● TEXTAUSZUG
__________

# taz.de -- Urteil zu Afghanistan-Leaks: BGH wohl gegen „Zensurheberrecht“
       
       > Im Fall der „Afghanistan-Papiere“ zeichnet sich nun ein Urteil ab: Ein
       > Erfolg für die Pressefreiheit liegt dabei in der Luft.
       
 (IMG) Bild: Nicht so friedlich, wie es scheint: Bundeswehreinsatz in Afghanistan 2006
       
       Der Staat kann das Urheberrecht bald nicht mehr missbrauchen, um unliebsame
       Presseveröffentlichungen zu verhindern. Das zeichnet sich nach der
       mündlichen Verhandlung des Bundesgerichtshofs (BGH) über [1][die
       sogenannten Afghanistan-Papiere] ab.
       
       Der Funke-Mediengruppe wurden Afghanistan-Berichte der Bundesregierung für
       die Jahre 2005 bis 2012 zugespielt, die sie auf ihrem Webangebot
       derwesten.de veröffentlichte. Dagegen klagte die Bundesregierung in zwei
       Instanzen erfolgreich auf Unterlassung und berief sich dabei auf das
       Urheberrecht ihrer Mitarbeiter an den Berichten. Nachdem der BGH den Fall
       2017 dem Europäischen Gerichtshof vorgelegt hatte, muss nun der BGH die
       wohl endgültige Entscheidung treffen.

__________

● VORLIEGENDES MATERIAL
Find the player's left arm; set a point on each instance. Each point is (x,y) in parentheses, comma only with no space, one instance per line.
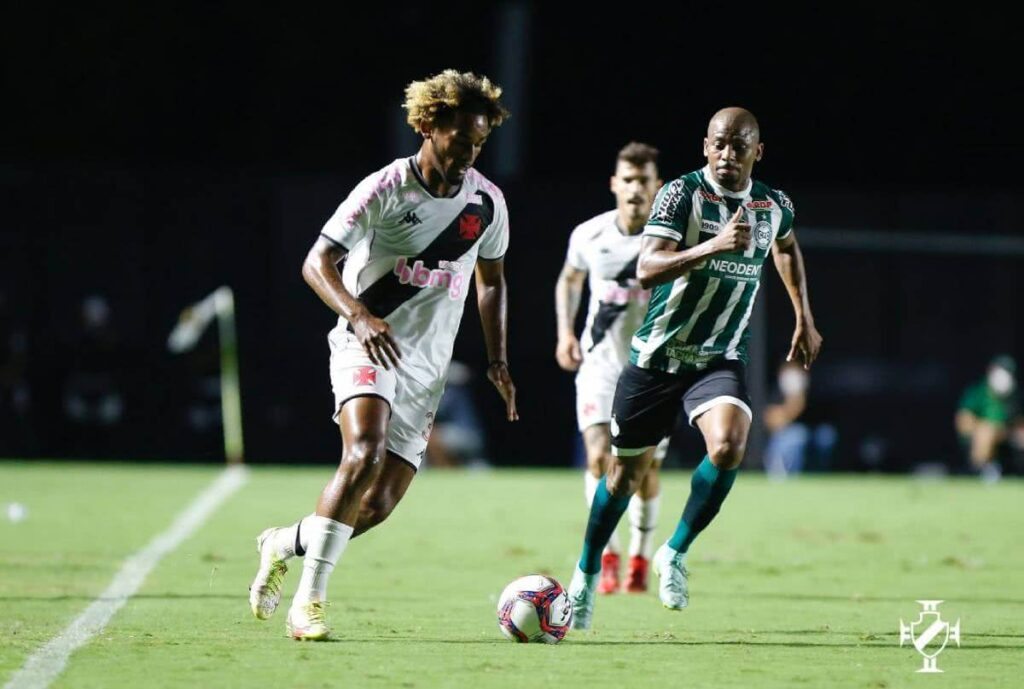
(492,300)
(790,262)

__________

● AUFGABEN
(1) Gib den Artikel über die Afghanistan-Papiere Wort für Wort wieder, beginnend bei „(IMG) Bild: Nicht“ und endend bei „endgültige Entscheidung treffen.“.
(2) Beantworte mithilfe des Artikels über die Afghanistan-Papiere diese Fragen:
(a) Auf welchem Webangebot veröffentlichte die Funke-Mediengruppe die Berichte?
(b) Aus welchen Jahren stammten die Afghanistan-Berichte der Bundesregierung?
(c) In welchem Jahr legte der BGH den Fall dem Europäischen Gerichtshof vor?
(3) Nimm den Artikel über die Afghanistan-Papiere nach seinem letzten Satz wieder auf und schreib ihn weiter.
Das Material spielt hierfür keine Rolle.

● ANTWORTEN
(1)
(IMG) Bild: Nicht so friedlich, wie es scheint: Bundeswehreinsatz in Afghanistan 2006
       
       Der Staat kann das Urheberrecht bald nicht mehr missbrauchen, um unliebsame
       Presseveröffentlichungen zu verhindern. Das zeichnet sich nach der
       mündlichen Verhandlung des Bundesgerichtshofs (BGH) über [1][die
       sogenannten Afghanistan-Papiere] ab.
       
       Der Funke-Mediengruppe wurden Afghanistan-Berichte der Bundesregierung für
       die Jahre 2005 bis 2012 zugespielt, die sie auf ihrem Webangebot
       derwesten.de veröffentlichte. Dagegen klagte die Bundesregierung in zwei
       Instanzen erfolgreich auf Unterlassung und berief sich dabei auf das
       Urheberrecht ihrer Mitarbeiter an den Berichten. Nachdem der BGH den Fall
       2017 dem Europäischen Gerichtshof vorgelegt hatte, muss nun der BGH die
       wohl endgültige Entscheidung treffen.

(2)
(a) derwesten.de
(b) 2005 bis 2012
(c) 2017

(3)
       
       Der EuGH hatte bezweifelt, ob die Berichte überhaupt urheberrechtlich
       geschützt sind, weil bei bloßen Sachinformationen eventuell kein
       schöpferisches Werk vorliegt. Der BGH wird diese Frage aber voraussichtlich
       offen lassen, da auch die Veröffentlichung eines geschützten Werks durch
       die Presse wohl erlaubt wäre
       
       Funke-Anwalt Thomas von Plehwe berief sich vor dem BGH auf eine
       Erlaubnisnorm im Urheberrechtsgesetz, die die Veröffentlichung geschützter
       Werke zur „Berichterstattung über Tagesereignisse“ erlaubt. Dies sei hier
       offensichtlich gegeben. „Die Presse versuchte hier aufzudecken, dass der
       Afghanistan-Krieg verniedlicht wird“, so von Plehwe, „die Presse agiert
       hier als Wachhund der Öffentlichkeit.“ Dies müsse Vorrang haben vor dem
       Urheberrecht einzelner Mitarbeiter.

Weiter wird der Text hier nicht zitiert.